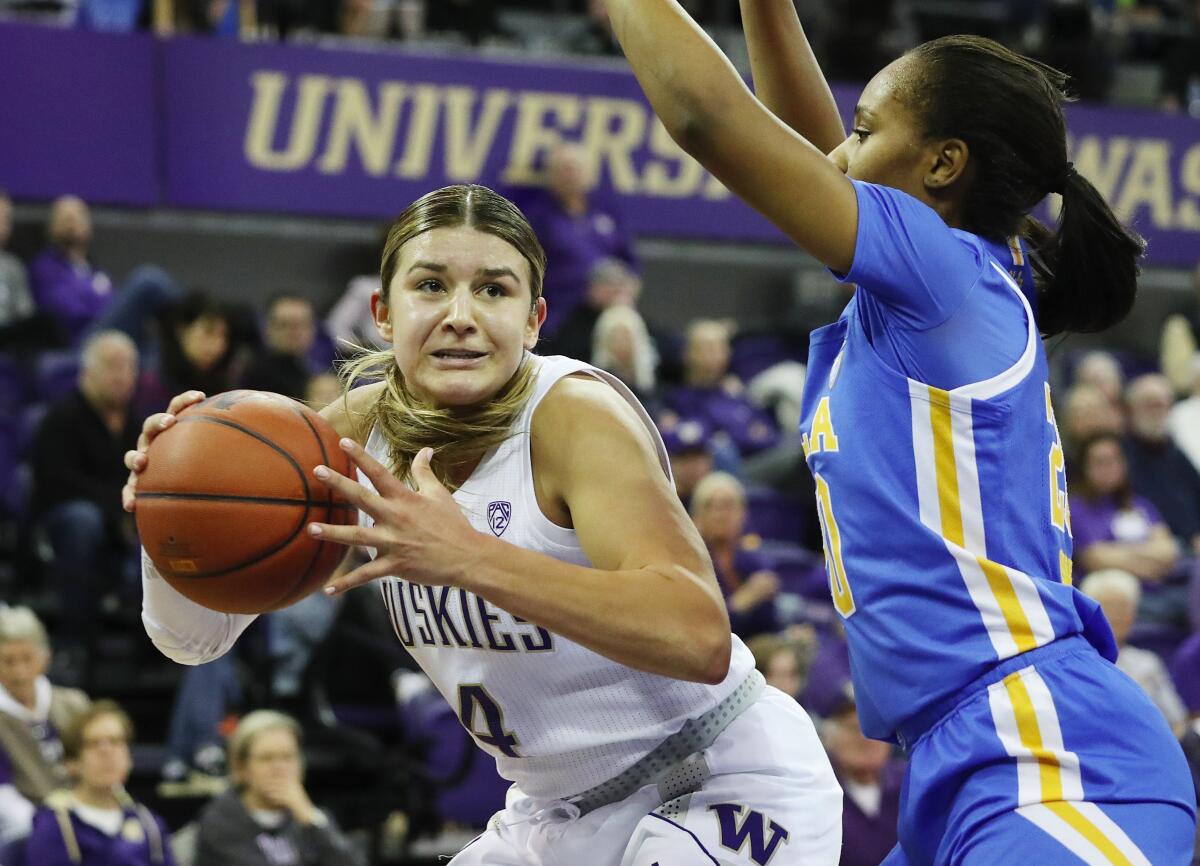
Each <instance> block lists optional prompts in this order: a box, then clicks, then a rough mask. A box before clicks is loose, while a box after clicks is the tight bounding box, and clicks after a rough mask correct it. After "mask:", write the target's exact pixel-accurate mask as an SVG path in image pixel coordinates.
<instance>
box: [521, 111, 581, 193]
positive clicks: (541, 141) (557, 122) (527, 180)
mask: <svg viewBox="0 0 1200 866" xmlns="http://www.w3.org/2000/svg"><path fill="white" fill-rule="evenodd" d="M551 118H553V119H557V120H558V122H557V124H551V122H547V121H550V119H551ZM582 118H583V101H582V100H581V98H580V97H578V96H572V95H570V94H546V92H541V91H526V92H523V94H521V95H520V96H518V97H517V119H516V128H515V130H514V131H512V145H511V148H510V149H509V164H508V168H505V169H504V176H503V180H504V182H505V184H536V182H538V181H540V180H541V172H540V169H538V168H535V166H536V164H538V163H539V161H540V157H542V156H545V154H547V152H548V151H551V150H553V148H554V146H556V145H557V144H559V143H560V142H562V140H563V133H564V132H568V131H570V130H575V128H577V127H578V125H580V121H581V120H582Z"/></svg>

### Task requirements
Only the pictures should be left out; write out everything else in the records exactly.

### Exercise answer
Each <instance> block lists optional prompts in this order: a box, then clicks, then a rough mask. A box before clicks is loose, while a box after clicks is the tight bounding box, and clicks after a rough mask correct it. After "mask:", write the target's exact pixel-accurate mask as an SVG path in image pixel coordinates.
<instance>
box: [521, 111, 581, 193]
positive clicks: (541, 141) (557, 122) (527, 180)
mask: <svg viewBox="0 0 1200 866" xmlns="http://www.w3.org/2000/svg"><path fill="white" fill-rule="evenodd" d="M551 118H553V119H557V120H558V122H557V124H551V122H547V121H550V119H551ZM582 118H583V101H582V100H581V98H580V97H578V96H572V95H570V94H546V92H541V91H526V92H523V94H521V95H520V96H518V97H517V119H516V128H515V130H514V131H512V145H511V148H510V149H509V164H508V168H505V169H504V176H503V180H504V182H505V184H536V182H538V181H540V180H541V172H540V169H538V168H535V166H536V164H538V163H539V161H540V157H542V156H545V154H547V152H548V151H551V150H553V148H554V146H556V145H557V144H559V143H560V142H562V140H563V133H564V132H568V131H570V130H575V128H577V127H578V125H580V121H581V120H582Z"/></svg>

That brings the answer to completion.